- **What the task asks**
Range to output from the entries below: the line containing "Target: path rut" through the line containing "Target: railway track on bridge". Set it down exactly, ends included, nothing else.

- **Dataset records**
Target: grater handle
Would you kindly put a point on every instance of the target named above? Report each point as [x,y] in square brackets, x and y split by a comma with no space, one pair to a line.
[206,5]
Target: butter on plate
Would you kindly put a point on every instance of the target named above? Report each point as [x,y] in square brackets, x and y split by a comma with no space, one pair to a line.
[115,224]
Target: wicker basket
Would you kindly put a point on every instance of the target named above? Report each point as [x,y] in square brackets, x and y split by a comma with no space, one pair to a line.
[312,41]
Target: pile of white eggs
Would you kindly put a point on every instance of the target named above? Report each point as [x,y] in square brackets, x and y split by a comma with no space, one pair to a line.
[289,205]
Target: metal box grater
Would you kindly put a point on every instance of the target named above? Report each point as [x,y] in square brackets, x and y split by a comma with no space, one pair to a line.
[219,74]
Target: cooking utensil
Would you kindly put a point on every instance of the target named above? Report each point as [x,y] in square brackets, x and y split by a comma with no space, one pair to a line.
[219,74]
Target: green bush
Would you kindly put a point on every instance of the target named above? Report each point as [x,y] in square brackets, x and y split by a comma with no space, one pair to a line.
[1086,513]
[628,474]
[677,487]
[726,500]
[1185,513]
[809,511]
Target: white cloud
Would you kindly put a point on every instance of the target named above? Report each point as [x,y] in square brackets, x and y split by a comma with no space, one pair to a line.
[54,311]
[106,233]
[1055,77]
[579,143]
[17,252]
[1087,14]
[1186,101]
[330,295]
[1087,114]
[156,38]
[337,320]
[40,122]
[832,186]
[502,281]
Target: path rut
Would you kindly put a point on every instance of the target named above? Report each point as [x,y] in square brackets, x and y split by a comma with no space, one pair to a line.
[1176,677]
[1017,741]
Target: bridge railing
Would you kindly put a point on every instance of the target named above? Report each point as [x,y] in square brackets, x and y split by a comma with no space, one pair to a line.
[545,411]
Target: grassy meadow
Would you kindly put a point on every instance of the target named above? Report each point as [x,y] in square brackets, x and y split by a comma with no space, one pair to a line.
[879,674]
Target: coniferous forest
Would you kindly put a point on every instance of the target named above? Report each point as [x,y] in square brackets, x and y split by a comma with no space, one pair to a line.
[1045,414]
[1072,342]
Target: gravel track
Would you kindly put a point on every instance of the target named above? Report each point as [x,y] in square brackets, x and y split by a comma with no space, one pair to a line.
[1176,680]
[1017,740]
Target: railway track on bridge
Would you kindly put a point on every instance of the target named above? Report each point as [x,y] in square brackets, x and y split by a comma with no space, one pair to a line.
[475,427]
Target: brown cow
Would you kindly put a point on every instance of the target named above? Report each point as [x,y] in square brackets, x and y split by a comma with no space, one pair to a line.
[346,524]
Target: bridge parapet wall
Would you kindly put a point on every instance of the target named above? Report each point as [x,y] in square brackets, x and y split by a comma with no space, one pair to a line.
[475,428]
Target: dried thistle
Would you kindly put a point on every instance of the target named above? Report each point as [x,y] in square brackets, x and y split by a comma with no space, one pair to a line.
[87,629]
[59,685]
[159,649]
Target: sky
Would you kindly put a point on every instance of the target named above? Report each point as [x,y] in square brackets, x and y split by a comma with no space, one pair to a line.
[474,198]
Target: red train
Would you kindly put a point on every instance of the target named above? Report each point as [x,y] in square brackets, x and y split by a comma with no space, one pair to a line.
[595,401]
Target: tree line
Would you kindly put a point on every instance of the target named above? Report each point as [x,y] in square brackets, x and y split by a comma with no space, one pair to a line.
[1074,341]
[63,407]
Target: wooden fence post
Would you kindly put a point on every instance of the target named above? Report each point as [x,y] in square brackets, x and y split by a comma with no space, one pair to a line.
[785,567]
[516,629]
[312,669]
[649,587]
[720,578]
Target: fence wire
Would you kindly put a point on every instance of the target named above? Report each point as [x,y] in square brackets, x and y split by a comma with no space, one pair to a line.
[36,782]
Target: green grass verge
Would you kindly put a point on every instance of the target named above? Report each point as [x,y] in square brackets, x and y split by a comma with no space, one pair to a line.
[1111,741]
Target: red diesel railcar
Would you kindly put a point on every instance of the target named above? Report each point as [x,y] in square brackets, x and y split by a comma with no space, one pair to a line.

- **Response to the task**
Target: path rut
Would you kindly put a point on every instance of the target named above? Report each point as [x,y] in square brackets, x and y split by a comma with no space, one pair to a line.
[1176,677]
[1017,741]
Target: bridge railing
Would you kindly put a point on every instance of the target named above? Report each point as [x,y] in square brackets, x and y split by a comma with no space, one pair to a line.
[545,411]
Target: grassy meadow
Would you kindly put a point on every instance of the target named above? Report each point as [x,y] in square brackets, x and y split by a comma with no space, one pair to a line.
[879,674]
Target: coniferous forest
Would you kindly put a point on every instance of the target named above? Report each point as [x,y] in square brackets, x and y split by a comma with no space, one pair to a line.
[1045,414]
[1072,342]
Target: gravel track
Would you kindly put a point on every instance of the target named above? Report each point as [x,y] in square brackets, x and y split by a comma with no space, one pair to a line.
[1176,680]
[1017,740]
Target: railway track on bridge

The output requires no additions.